* Start *

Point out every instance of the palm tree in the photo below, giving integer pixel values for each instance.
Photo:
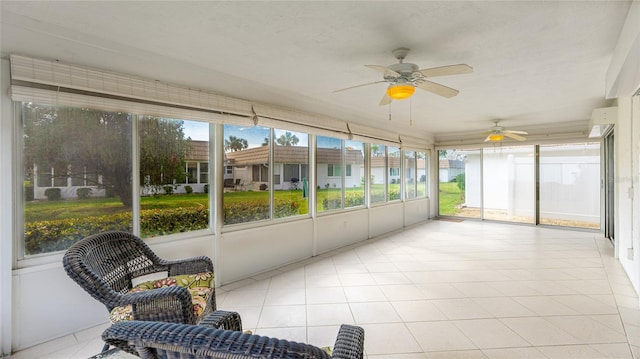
(234, 144)
(288, 139)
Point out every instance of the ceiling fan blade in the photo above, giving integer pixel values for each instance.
(447, 70)
(514, 136)
(516, 132)
(352, 87)
(385, 70)
(438, 89)
(386, 99)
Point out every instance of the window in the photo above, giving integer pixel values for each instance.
(410, 174)
(354, 176)
(247, 188)
(204, 173)
(393, 160)
(334, 170)
(192, 172)
(290, 189)
(61, 143)
(570, 185)
(378, 177)
(329, 173)
(171, 200)
(421, 173)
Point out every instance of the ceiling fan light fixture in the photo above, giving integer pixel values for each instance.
(400, 91)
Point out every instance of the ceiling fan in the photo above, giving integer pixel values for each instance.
(405, 77)
(497, 133)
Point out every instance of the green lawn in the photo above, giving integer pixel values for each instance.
(43, 210)
(451, 197)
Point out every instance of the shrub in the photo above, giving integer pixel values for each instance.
(83, 193)
(256, 210)
(352, 199)
(460, 179)
(57, 235)
(157, 222)
(28, 193)
(109, 192)
(52, 194)
(331, 203)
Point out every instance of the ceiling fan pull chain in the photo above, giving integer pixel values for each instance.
(411, 112)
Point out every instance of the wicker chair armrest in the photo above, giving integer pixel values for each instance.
(167, 304)
(197, 341)
(222, 319)
(192, 265)
(349, 343)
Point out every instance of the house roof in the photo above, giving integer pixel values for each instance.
(198, 151)
(291, 154)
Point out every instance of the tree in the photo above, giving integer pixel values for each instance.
(163, 150)
(75, 140)
(288, 139)
(233, 144)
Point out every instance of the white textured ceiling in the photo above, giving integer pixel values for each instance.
(538, 65)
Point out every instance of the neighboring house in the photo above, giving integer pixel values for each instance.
(449, 169)
(290, 167)
(73, 177)
(378, 169)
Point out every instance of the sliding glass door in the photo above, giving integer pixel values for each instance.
(570, 185)
(509, 184)
(459, 183)
(499, 183)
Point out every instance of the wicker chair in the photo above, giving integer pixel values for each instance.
(105, 264)
(168, 340)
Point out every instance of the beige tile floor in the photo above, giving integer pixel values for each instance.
(441, 290)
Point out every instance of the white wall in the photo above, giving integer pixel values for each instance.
(623, 80)
(627, 191)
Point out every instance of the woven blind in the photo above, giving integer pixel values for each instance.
(373, 135)
(59, 78)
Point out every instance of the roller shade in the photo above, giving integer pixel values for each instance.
(286, 125)
(30, 94)
(414, 143)
(373, 135)
(302, 118)
(59, 77)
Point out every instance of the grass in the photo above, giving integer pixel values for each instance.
(451, 197)
(42, 210)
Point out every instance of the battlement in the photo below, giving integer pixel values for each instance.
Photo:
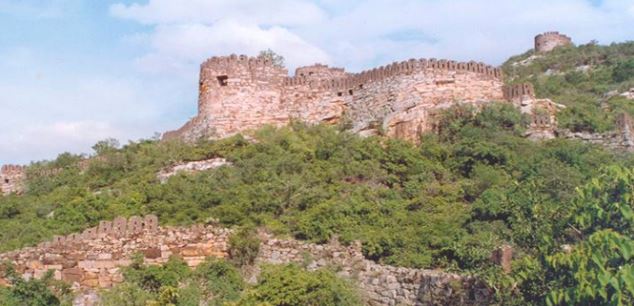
(518, 92)
(396, 69)
(119, 227)
(239, 93)
(548, 41)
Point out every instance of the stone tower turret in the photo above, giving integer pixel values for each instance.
(548, 41)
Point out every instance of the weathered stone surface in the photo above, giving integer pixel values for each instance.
(628, 94)
(550, 40)
(381, 285)
(622, 139)
(94, 263)
(92, 260)
(238, 93)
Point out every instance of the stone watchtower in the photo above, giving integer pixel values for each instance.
(12, 179)
(548, 41)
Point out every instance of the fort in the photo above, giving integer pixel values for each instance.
(548, 41)
(239, 93)
(12, 179)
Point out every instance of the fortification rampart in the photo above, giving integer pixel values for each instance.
(621, 139)
(93, 258)
(548, 41)
(12, 179)
(518, 92)
(239, 93)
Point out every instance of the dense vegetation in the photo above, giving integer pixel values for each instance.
(586, 79)
(565, 207)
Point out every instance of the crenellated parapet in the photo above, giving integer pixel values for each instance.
(394, 70)
(548, 41)
(240, 93)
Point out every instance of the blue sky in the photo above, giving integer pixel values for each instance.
(73, 72)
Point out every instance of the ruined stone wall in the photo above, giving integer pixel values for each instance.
(239, 93)
(621, 139)
(379, 284)
(93, 259)
(550, 40)
(518, 92)
(12, 179)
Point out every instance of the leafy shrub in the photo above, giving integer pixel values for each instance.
(33, 292)
(291, 285)
(623, 71)
(244, 246)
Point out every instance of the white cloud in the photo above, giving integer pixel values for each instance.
(361, 34)
(45, 141)
(281, 12)
(179, 47)
(50, 105)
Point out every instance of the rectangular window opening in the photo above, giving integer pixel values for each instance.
(223, 80)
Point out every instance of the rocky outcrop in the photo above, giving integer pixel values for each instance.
(621, 139)
(12, 179)
(93, 259)
(628, 94)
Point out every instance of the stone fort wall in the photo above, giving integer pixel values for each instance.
(93, 259)
(12, 179)
(239, 93)
(550, 40)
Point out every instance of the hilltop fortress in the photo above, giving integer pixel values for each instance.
(239, 93)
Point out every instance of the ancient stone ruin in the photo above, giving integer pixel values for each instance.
(541, 112)
(12, 179)
(93, 259)
(239, 93)
(548, 41)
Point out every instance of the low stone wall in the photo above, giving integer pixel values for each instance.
(618, 140)
(380, 284)
(93, 259)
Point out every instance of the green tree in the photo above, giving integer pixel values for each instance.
(291, 285)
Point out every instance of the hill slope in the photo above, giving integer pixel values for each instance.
(447, 203)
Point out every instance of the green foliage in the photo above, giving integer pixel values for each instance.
(213, 282)
(220, 280)
(446, 203)
(600, 267)
(291, 285)
(244, 246)
(623, 71)
(33, 292)
(579, 77)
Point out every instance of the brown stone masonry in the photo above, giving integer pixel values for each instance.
(239, 93)
(93, 259)
(12, 179)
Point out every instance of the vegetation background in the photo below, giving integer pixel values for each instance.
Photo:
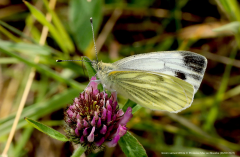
(30, 77)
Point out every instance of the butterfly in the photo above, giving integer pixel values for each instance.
(164, 80)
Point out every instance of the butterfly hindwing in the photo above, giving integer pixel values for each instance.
(153, 90)
(187, 66)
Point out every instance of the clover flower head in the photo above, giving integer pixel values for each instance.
(95, 119)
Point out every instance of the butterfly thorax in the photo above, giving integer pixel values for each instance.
(102, 72)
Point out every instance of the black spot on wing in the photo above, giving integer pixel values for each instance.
(196, 63)
(180, 75)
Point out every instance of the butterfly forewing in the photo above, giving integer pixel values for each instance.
(187, 66)
(153, 90)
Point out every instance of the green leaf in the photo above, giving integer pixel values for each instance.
(25, 48)
(41, 18)
(131, 147)
(44, 70)
(232, 27)
(80, 150)
(91, 71)
(80, 13)
(38, 110)
(60, 28)
(8, 60)
(47, 130)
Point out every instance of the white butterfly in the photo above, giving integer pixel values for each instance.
(164, 80)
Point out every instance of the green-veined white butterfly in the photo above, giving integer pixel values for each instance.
(164, 80)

* End *

What you return should match the records above word for word, minus the pictures.

Point out every instance of the palm tree in the photo below, giving integer pixel values for each instance.
Photo:
(234, 144)
(288, 139)
Point out every instance of the ceiling fan blade in the photo above, giving integer pixel values for each instance.
(447, 70)
(514, 136)
(516, 132)
(352, 87)
(385, 70)
(438, 89)
(386, 99)
Point out every instance of the window in the photo above, giving integer pixel values for each instance.
(410, 174)
(354, 176)
(247, 188)
(204, 173)
(393, 160)
(334, 170)
(192, 172)
(290, 189)
(61, 143)
(570, 185)
(378, 177)
(329, 173)
(171, 200)
(421, 173)
Point out every instance of the ceiling fan light fixture in the photo above, giving integer pixel values for each instance.
(400, 91)
Point out every instance of the ceiling fan in the photo above, giving integer pixel values for each instance.
(405, 77)
(497, 133)
Point out every instance of the green lawn in the photo above, giving integer pixel values for each instance.
(43, 210)
(451, 197)
Point out every instance of the shrub in the photo above, giving integer pixel values for each instance.
(83, 193)
(256, 210)
(352, 199)
(460, 179)
(57, 235)
(157, 222)
(28, 193)
(109, 192)
(52, 194)
(331, 203)
Point out every instance of the ceiling fan pull chain in the photo above, giving integer pixel values for each instance.
(411, 112)
Point out every instance of the wicker chair armrest in the photo above, giving integer pixel values for each instance.
(167, 304)
(197, 341)
(222, 319)
(192, 265)
(349, 343)
Point out every instance of the house roof in the photo above, giving integer pixel values for each instance.
(198, 151)
(291, 154)
Point out every instance of the tree in the photo above, giving integer pixel values for each instance.
(163, 150)
(75, 140)
(288, 139)
(233, 144)
Point out every instance of the white textured ceiling in the photo above, giving integer pixel values for each instance.
(538, 65)
Point out every instance of the neighboring house in the photo above, giving integer pixel values for each instance.
(449, 169)
(290, 167)
(73, 177)
(378, 169)
Point out every instance of the sliding glass door in the photo above, giving integer pixel values for each instance.
(570, 185)
(509, 184)
(459, 183)
(499, 183)
Point out every instance of the wicker chair in the photo above, giving integer pixel values for each instance.
(105, 264)
(168, 340)
Point out every instance of the beige tile floor in the photo above, giving integer pixel values for each instance.
(441, 290)
Point out every instance of the white wall in the photo above, giving integer pixel values for each instance.
(623, 80)
(627, 191)
Point out every instance of the woven blind in the photo above, giving integer pixel values for each instance.
(373, 135)
(59, 78)
Point out every instance of the roller shade in the photo above, giving integer pixel values for each instance.
(286, 125)
(30, 94)
(414, 143)
(373, 135)
(302, 118)
(59, 77)
Point out every instance of the grass in the photo above, giving integer pixel values for each instance.
(451, 197)
(42, 210)
Point out every instance of the battlement in the photo below, giving integer pixel values for each instance.
Photo:
(518, 92)
(396, 69)
(119, 227)
(239, 93)
(548, 41)
Point out every instance of the stone tower turret in the photo above, giving integer pixel values for each instance.
(548, 41)
Point out every instance of the weathered stone surface in the photo above, giving integer pixel values for each instance.
(628, 94)
(550, 40)
(381, 285)
(622, 139)
(94, 263)
(92, 260)
(238, 93)
Point out every instance of the stone watchtower in the photo above, giving integer pixel values for each instance.
(12, 179)
(548, 41)
Point out every instance of the fort in the photo above, giving integer pixel values for each instance.
(548, 41)
(239, 93)
(12, 179)
Point out every instance of the fortification rampart in the photo above, giving integer pixel values for each instance.
(621, 139)
(93, 258)
(548, 41)
(12, 179)
(518, 92)
(239, 93)
Point out every instance of the dense vegetation in the photo above, giving integer pixel values for each instance.
(586, 79)
(565, 207)
Point out every instance of the crenellated parapet in the photo above, giving integer pixel values for each instance.
(394, 70)
(548, 41)
(240, 93)
Point out every instance of the blue sky in the photo above, giving integer pixel values for each instance.
(73, 72)
Point out every instance of the ruined stone wall in the photo above, giving integer pixel values for each instance.
(239, 93)
(621, 139)
(379, 284)
(93, 259)
(550, 40)
(518, 92)
(12, 179)
Point out every instance of the leafy shrub in the photo above, giving integer pixel values for each instance.
(33, 292)
(291, 285)
(623, 71)
(244, 246)
Point out every instance of the white cloud in the photo above, giving integer pixel values for each instance.
(361, 34)
(45, 141)
(281, 12)
(179, 47)
(50, 105)
Point out every instance of the rectangular window opening in the photo above, giving integer pixel values for each instance.
(223, 80)
Point out every instance of the rocky outcrop in the photo above, giving integer pixel values for each instance.
(621, 139)
(12, 179)
(93, 259)
(628, 94)
Point out every instance of the stone fort wall in the photo above, giving integer pixel values for each instance.
(93, 259)
(12, 179)
(239, 93)
(550, 40)
Point out every instance of the hilltop fortress in the photo above, giving integer pixel values for each instance.
(239, 93)
Point out every instance of the ancient stone ruin in the photo above, giving integer pixel values for each instance.
(541, 112)
(12, 179)
(93, 259)
(239, 93)
(548, 41)
Point out every instance of the low stone wall in the photo above, giving integer pixel values for each instance.
(618, 140)
(380, 284)
(93, 259)
Point out every instance of the green tree in the photo above, giving integer pixel values for each instance.
(291, 285)
Point out every instance of the hill slope in the photo above, giving integer pixel values for each instance.
(447, 203)
Point out every instance of the green foliage in the photo above, giving integer pixel values for each instance.
(213, 282)
(220, 280)
(446, 203)
(600, 267)
(291, 285)
(244, 246)
(623, 71)
(33, 292)
(579, 77)
Point out every instance of the brown stone masonry in the photo above, giving integer pixel values for each instance.
(239, 93)
(93, 259)
(12, 179)
Point out every instance of the vegetation background in the photo below, giving integer pixel values for each instance.
Photo:
(30, 77)
Point out every instance of the butterfly in the photo above, giving integer pixel values for each instance.
(164, 80)
Point out every instance of the butterfly hindwing in the photo above, giving integer pixel values for each instance.
(153, 90)
(187, 66)
Point out every instance of the clover flower head in the photo above, giving integer pixel values for each instance.
(95, 119)
Point out every instance of the butterfly thorax in the photo above, giving integer pixel values for each instance.
(102, 72)
Point out every instance of the black spot on wing in the photo above, giving integer pixel values for each instance.
(196, 63)
(180, 75)
Point out every instance of the butterfly forewing in the photo above, giving integer pixel values for each instance.
(187, 66)
(153, 90)
Point out every instance of the green leaf in the photo above, giving integer pixel values for each instance.
(25, 48)
(41, 18)
(131, 147)
(44, 70)
(232, 27)
(80, 150)
(91, 71)
(80, 13)
(38, 110)
(60, 28)
(8, 60)
(47, 130)
Point out every instance of the white butterfly in the photo above, giving integer pixel values for each instance.
(164, 80)
Point out every instance of the green-veined white butterfly in the photo above, giving integer pixel values for each instance.
(164, 80)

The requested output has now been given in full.